===== Source material =====

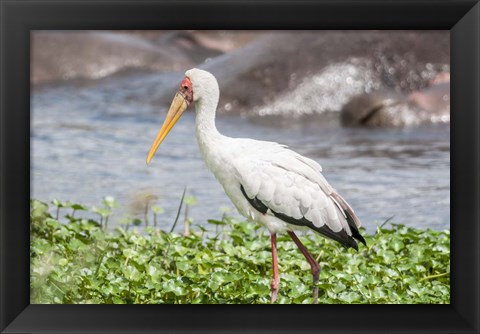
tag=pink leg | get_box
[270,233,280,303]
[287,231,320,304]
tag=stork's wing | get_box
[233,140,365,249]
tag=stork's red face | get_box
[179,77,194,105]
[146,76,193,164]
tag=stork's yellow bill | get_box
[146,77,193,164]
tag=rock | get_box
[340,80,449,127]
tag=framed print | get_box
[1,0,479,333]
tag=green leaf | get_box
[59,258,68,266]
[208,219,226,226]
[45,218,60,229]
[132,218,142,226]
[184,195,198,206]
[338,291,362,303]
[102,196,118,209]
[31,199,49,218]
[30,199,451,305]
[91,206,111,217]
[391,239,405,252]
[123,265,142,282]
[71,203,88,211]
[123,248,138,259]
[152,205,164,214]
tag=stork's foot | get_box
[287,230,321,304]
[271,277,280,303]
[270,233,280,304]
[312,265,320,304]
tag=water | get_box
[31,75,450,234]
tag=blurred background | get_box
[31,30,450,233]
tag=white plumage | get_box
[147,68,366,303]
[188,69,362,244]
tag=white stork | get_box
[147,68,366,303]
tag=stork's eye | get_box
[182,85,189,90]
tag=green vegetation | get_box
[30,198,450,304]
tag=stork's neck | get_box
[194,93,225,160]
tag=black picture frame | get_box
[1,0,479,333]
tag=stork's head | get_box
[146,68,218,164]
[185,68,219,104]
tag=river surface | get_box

=====

> _Task_:
Omit the pictures and write out the remaining data exactly.

> _Finished task_:
tag=pink leg | get_box
[270,233,280,303]
[287,231,320,304]
tag=stork's wing | get_box
[233,140,365,249]
tag=stork's red face | get_box
[179,77,194,105]
[146,76,193,164]
tag=stork's yellow bill | get_box
[146,77,193,164]
tag=rock | get_box
[340,80,449,127]
tag=framed print | get_box
[1,0,479,333]
tag=green leaf | get_box
[59,258,68,266]
[208,219,226,226]
[45,218,60,229]
[132,218,142,226]
[184,195,198,206]
[338,291,362,303]
[102,196,118,209]
[31,199,49,218]
[30,199,451,305]
[91,206,111,217]
[391,239,405,252]
[123,265,142,282]
[71,203,88,211]
[123,248,138,259]
[152,205,164,214]
tag=stork's foot | get_box
[287,230,321,304]
[271,277,280,303]
[270,233,280,304]
[312,265,320,304]
tag=water | get_box
[31,75,450,234]
tag=blurred background | get_box
[31,30,450,233]
tag=white plumage | get_box
[147,68,366,303]
[188,69,362,244]
tag=white stork | get_box
[147,68,366,303]
tag=stork's eye | get_box
[182,85,189,90]
tag=green vegetation | get_box
[30,198,450,304]
tag=stork's neck | get_box
[194,93,225,160]
tag=black picture frame | get_box
[1,0,479,333]
tag=stork's head | get_box
[146,68,218,164]
[185,68,219,104]
tag=river surface | get_box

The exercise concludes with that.